---------- Records supplied

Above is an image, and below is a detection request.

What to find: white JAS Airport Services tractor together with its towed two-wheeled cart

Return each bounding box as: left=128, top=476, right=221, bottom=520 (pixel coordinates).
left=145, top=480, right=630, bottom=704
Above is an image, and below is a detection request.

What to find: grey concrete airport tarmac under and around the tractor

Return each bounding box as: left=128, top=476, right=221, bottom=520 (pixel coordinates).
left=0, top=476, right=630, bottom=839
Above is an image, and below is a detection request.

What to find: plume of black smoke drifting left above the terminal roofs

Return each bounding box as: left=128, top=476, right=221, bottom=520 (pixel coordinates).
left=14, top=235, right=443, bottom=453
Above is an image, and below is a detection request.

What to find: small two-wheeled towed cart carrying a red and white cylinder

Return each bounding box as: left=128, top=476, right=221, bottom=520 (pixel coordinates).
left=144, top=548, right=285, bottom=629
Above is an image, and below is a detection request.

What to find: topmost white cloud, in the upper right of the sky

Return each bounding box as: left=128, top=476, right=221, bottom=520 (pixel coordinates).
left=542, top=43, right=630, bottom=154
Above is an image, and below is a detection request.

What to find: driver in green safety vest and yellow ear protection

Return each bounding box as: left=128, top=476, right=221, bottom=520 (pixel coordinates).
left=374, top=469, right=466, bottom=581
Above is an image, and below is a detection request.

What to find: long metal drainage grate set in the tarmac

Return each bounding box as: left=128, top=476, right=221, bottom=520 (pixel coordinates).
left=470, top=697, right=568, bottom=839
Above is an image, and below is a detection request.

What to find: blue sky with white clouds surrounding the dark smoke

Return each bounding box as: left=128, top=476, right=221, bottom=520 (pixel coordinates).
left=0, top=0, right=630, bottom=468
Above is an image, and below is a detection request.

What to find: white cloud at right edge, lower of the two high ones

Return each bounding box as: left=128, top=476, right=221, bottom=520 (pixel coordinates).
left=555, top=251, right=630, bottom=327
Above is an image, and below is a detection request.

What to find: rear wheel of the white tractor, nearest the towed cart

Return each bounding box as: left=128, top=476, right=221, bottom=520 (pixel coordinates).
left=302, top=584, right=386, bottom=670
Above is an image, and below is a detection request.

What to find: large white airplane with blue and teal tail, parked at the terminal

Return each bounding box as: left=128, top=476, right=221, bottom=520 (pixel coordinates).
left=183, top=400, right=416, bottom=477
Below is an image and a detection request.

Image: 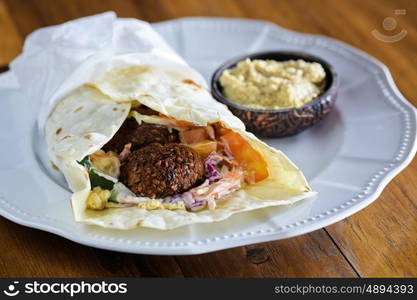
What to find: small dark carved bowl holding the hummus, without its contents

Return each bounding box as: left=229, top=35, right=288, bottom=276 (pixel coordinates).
left=211, top=51, right=339, bottom=137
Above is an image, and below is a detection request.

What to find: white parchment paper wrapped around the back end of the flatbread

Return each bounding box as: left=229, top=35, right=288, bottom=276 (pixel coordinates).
left=10, top=12, right=207, bottom=132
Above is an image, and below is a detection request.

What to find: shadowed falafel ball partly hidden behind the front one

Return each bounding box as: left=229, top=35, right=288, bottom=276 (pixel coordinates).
left=103, top=118, right=179, bottom=153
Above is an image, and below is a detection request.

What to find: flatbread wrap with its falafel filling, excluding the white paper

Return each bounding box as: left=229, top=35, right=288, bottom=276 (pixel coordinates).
left=45, top=65, right=315, bottom=230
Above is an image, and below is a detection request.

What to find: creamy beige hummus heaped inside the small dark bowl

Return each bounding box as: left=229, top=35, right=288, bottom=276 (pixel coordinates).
left=220, top=59, right=326, bottom=109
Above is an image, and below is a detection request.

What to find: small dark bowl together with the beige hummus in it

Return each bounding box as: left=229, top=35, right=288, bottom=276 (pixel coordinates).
left=211, top=51, right=339, bottom=137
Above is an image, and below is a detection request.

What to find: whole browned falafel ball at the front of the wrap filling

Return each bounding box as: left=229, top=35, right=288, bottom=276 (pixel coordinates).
left=120, top=143, right=204, bottom=198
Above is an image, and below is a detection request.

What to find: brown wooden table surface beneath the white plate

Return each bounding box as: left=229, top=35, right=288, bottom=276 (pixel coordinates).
left=0, top=0, right=417, bottom=277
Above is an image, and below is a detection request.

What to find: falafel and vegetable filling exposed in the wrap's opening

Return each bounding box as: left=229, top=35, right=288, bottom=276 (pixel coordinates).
left=79, top=105, right=268, bottom=211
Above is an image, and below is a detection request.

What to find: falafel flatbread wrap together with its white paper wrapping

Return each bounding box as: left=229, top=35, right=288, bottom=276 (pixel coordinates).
left=11, top=12, right=314, bottom=229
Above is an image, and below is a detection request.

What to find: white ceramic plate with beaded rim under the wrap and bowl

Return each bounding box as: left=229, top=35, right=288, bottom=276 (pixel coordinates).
left=0, top=18, right=416, bottom=254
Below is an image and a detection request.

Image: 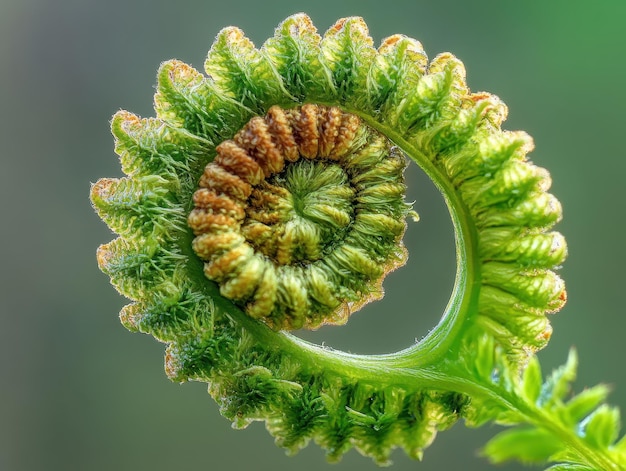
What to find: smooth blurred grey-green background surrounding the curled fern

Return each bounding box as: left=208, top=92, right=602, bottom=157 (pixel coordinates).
left=0, top=0, right=626, bottom=471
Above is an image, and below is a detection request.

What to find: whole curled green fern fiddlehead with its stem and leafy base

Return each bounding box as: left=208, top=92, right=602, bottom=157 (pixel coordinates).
left=91, top=14, right=626, bottom=470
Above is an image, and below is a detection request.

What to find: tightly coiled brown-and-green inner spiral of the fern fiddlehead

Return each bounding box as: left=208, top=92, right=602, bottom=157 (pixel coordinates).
left=188, top=104, right=409, bottom=330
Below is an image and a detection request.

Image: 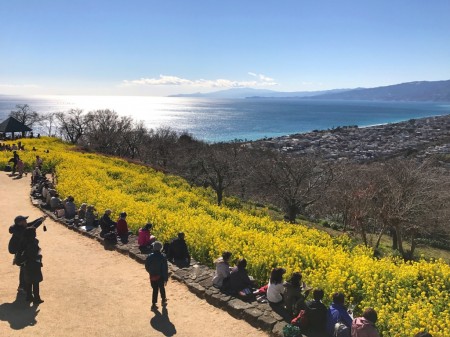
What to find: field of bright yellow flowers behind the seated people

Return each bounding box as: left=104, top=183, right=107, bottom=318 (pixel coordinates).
left=0, top=138, right=450, bottom=337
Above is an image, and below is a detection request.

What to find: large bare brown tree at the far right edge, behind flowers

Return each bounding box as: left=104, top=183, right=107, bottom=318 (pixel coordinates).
left=375, top=159, right=449, bottom=259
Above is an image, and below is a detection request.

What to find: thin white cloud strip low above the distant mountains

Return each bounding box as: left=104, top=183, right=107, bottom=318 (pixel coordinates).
left=121, top=73, right=277, bottom=88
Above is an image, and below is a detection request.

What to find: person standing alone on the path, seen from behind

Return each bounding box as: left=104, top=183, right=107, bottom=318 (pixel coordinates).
left=145, top=241, right=169, bottom=310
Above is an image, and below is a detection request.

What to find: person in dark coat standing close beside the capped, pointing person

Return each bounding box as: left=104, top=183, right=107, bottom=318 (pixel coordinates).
left=22, top=227, right=44, bottom=305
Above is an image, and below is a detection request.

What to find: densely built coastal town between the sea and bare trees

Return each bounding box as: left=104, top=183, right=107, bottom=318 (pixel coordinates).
left=246, top=115, right=450, bottom=162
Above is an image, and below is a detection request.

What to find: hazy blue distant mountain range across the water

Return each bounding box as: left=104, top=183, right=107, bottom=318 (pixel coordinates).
left=170, top=80, right=450, bottom=102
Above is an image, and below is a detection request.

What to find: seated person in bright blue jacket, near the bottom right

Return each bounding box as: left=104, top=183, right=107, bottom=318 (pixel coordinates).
left=327, top=293, right=353, bottom=337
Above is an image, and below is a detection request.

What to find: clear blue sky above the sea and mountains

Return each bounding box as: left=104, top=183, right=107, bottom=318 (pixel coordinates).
left=0, top=0, right=450, bottom=96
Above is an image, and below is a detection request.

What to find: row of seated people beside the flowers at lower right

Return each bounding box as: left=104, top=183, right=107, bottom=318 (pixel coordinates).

--------------------

**Exercise goal**
When the string "tarmac" occurs in a line of the material, that line belongs in the answer.

**Written reply**
What to find: grey concrete airport tarmac under and around the tractor
What to find: long metal drainage grate set in the tarmac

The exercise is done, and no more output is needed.